[Excerpts from point annotation data]
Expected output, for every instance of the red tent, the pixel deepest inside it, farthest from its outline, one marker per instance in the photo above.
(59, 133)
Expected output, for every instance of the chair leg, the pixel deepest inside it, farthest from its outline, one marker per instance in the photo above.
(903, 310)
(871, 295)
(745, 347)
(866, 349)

### THE PROBLEM
Express the entries above as a two-column CSV with the header text,answer, giving one row per entry. Put its text and its answer each in one quoted field, with line breaks replaced by spaces.

### TASK SOLUTION
text,answer
"Expected output, for every instance of the red tent, the pixel deepest inside it, farthest from its outline, one marker per instance in the photo above.","(59, 133)"
"Expected output, for every instance of the chair leg, the pixel deepest inside it, farthest from its outline, one marker per instance in the photo above.","(903, 310) (871, 295) (745, 347) (866, 349)"